**WORK INSTRUCTION A**.
Reproduce the passage about Fern word for word, taking everything from "Now Fern doesn’t" down to "name is Ficus.".
**WORK INSTRUCTION B**.
List every proper name of a person or character that appears in the passage about Fern.
**WORK INSTRUCTION C**.
Extend the passage about Fern with new text that picks up after its final sentence.

*** TEXT UNDER STUDY ***

Now Fern doesn’t quite have all the qualities you’d expect of a mainline character like Mickey Mouse or Cinderella. He doesn’t have his own show, a clothing line or feature stories, but that’s a good thing. Fern also doesn’t have a line and he’s never too tired to pose for a picture. The girls claim it’s just me hiding behind a bush, but then again you can never tell from the pictures – all you see is a bush with two hands extending from either side. Gracie says Fern even has a ring like mine. I argue that it just looks like my ring – after all, he’s probably married too. Maybe her name is Ficus.

After awhile Fern developed quite a fan base. We have pictures of the girls posing with Fern in front of fountains, next to rides and even next to Minney Mouse. After all, everyone has pictures with a stuffed mouse, but how many kids get a picture with a potted yucca plant? And somewhere there’s another family sharing in our distorted tradition because they too have a picture of their kids standing with Fern while Minney Mouse looks on with her hands on her hips.

*** End of TEXT UNDER STUDY ***
*** GIVEN DATA ***

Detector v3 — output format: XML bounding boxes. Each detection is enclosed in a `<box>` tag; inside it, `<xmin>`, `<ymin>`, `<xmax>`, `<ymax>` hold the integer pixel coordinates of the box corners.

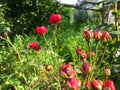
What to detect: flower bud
<box><xmin>104</xmin><ymin>68</ymin><xmax>111</xmax><ymax>76</ymax></box>
<box><xmin>67</xmin><ymin>78</ymin><xmax>81</xmax><ymax>90</ymax></box>
<box><xmin>76</xmin><ymin>47</ymin><xmax>88</xmax><ymax>60</ymax></box>
<box><xmin>101</xmin><ymin>32</ymin><xmax>112</xmax><ymax>42</ymax></box>
<box><xmin>84</xmin><ymin>30</ymin><xmax>93</xmax><ymax>39</ymax></box>
<box><xmin>60</xmin><ymin>64</ymin><xmax>76</xmax><ymax>78</ymax></box>
<box><xmin>3</xmin><ymin>32</ymin><xmax>8</xmax><ymax>38</ymax></box>
<box><xmin>27</xmin><ymin>42</ymin><xmax>40</xmax><ymax>51</ymax></box>
<box><xmin>93</xmin><ymin>31</ymin><xmax>102</xmax><ymax>40</ymax></box>
<box><xmin>80</xmin><ymin>62</ymin><xmax>91</xmax><ymax>74</ymax></box>
<box><xmin>103</xmin><ymin>80</ymin><xmax>116</xmax><ymax>90</ymax></box>
<box><xmin>92</xmin><ymin>80</ymin><xmax>102</xmax><ymax>90</ymax></box>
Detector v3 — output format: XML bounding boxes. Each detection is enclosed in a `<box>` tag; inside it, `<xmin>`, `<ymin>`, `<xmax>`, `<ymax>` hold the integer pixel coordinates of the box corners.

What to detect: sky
<box><xmin>57</xmin><ymin>0</ymin><xmax>77</xmax><ymax>4</ymax></box>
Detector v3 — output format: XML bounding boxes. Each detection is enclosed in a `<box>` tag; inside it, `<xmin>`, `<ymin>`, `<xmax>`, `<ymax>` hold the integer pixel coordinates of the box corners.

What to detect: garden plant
<box><xmin>0</xmin><ymin>2</ymin><xmax>120</xmax><ymax>90</ymax></box>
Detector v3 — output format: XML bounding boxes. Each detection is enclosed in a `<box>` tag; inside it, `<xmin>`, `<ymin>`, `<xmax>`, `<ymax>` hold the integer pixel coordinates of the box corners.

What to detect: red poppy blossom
<box><xmin>60</xmin><ymin>64</ymin><xmax>76</xmax><ymax>78</ymax></box>
<box><xmin>28</xmin><ymin>42</ymin><xmax>40</xmax><ymax>51</ymax></box>
<box><xmin>36</xmin><ymin>26</ymin><xmax>47</xmax><ymax>35</ymax></box>
<box><xmin>67</xmin><ymin>78</ymin><xmax>81</xmax><ymax>90</ymax></box>
<box><xmin>103</xmin><ymin>80</ymin><xmax>116</xmax><ymax>90</ymax></box>
<box><xmin>49</xmin><ymin>14</ymin><xmax>62</xmax><ymax>23</ymax></box>
<box><xmin>91</xmin><ymin>80</ymin><xmax>102</xmax><ymax>90</ymax></box>
<box><xmin>84</xmin><ymin>30</ymin><xmax>93</xmax><ymax>38</ymax></box>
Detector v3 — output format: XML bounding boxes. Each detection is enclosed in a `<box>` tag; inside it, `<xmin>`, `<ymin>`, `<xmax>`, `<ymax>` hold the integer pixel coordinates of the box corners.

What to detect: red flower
<box><xmin>90</xmin><ymin>52</ymin><xmax>95</xmax><ymax>57</ymax></box>
<box><xmin>101</xmin><ymin>32</ymin><xmax>112</xmax><ymax>42</ymax></box>
<box><xmin>80</xmin><ymin>62</ymin><xmax>91</xmax><ymax>74</ymax></box>
<box><xmin>85</xmin><ymin>82</ymin><xmax>92</xmax><ymax>89</ymax></box>
<box><xmin>93</xmin><ymin>31</ymin><xmax>102</xmax><ymax>40</ymax></box>
<box><xmin>103</xmin><ymin>80</ymin><xmax>116</xmax><ymax>90</ymax></box>
<box><xmin>28</xmin><ymin>42</ymin><xmax>40</xmax><ymax>51</ymax></box>
<box><xmin>104</xmin><ymin>68</ymin><xmax>111</xmax><ymax>76</ymax></box>
<box><xmin>36</xmin><ymin>26</ymin><xmax>47</xmax><ymax>35</ymax></box>
<box><xmin>84</xmin><ymin>30</ymin><xmax>93</xmax><ymax>38</ymax></box>
<box><xmin>67</xmin><ymin>78</ymin><xmax>81</xmax><ymax>90</ymax></box>
<box><xmin>76</xmin><ymin>47</ymin><xmax>88</xmax><ymax>60</ymax></box>
<box><xmin>45</xmin><ymin>65</ymin><xmax>53</xmax><ymax>71</ymax></box>
<box><xmin>49</xmin><ymin>14</ymin><xmax>62</xmax><ymax>23</ymax></box>
<box><xmin>3</xmin><ymin>32</ymin><xmax>8</xmax><ymax>38</ymax></box>
<box><xmin>92</xmin><ymin>80</ymin><xmax>102</xmax><ymax>90</ymax></box>
<box><xmin>60</xmin><ymin>64</ymin><xmax>76</xmax><ymax>78</ymax></box>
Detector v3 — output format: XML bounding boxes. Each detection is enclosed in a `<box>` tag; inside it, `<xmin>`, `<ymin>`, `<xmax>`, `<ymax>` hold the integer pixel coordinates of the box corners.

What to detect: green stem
<box><xmin>43</xmin><ymin>34</ymin><xmax>49</xmax><ymax>46</ymax></box>
<box><xmin>96</xmin><ymin>46</ymin><xmax>106</xmax><ymax>70</ymax></box>
<box><xmin>6</xmin><ymin>37</ymin><xmax>22</xmax><ymax>65</ymax></box>
<box><xmin>53</xmin><ymin>24</ymin><xmax>57</xmax><ymax>46</ymax></box>
<box><xmin>87</xmin><ymin>42</ymin><xmax>92</xmax><ymax>65</ymax></box>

*** End of GIVEN DATA ***

**EXERCISE ANSWER A**.
Now Fern doesn’t quite have all the qualities you’d expect of a mainline character like Mickey Mouse or Cinderella. He doesn’t have his own show, a clothing line or feature stories, but that’s a good thing. Fern also doesn’t have a line and he’s never too tired to pose for a picture. The girls claim it’s just me hiding behind a bush, but then again you can never tell from the pictures – all you see is a bush with two hands extending from either side. Gracie says Fern even has a ring like mine. I argue that it just looks like my ring – after all, he’s probably married too. Maybe her name is Ficus.

**EXERCISE ANSWER B**.
Mickey Mouse, Cinderella, Fern, Gracie, Ficus, Minney Mouse

**EXERCISE ANSWER C**.
You’ll be amazed at all the places you can find Fern. He’s especially popular at National Parks, but will occasionally even make an appearance indoors in the lobby of a hotel or at bus stops when we have a little extra time. And although sometimes his hugs come with a little extra sap, he’s never too busy to stop and pose with the girls. I just hope that if we ever travel out west he never takes the form of a cactus – for both the girls’ sake and mine.

Three Months Out

August 22nd, 2010

Three months out – still never enough time. Three months preparation for most is plenty. Even fewer people shop for Christmas three months before the deadline. Still, when it comes to Halloween, three months might as well be tomorrow for Brooke and Gracie.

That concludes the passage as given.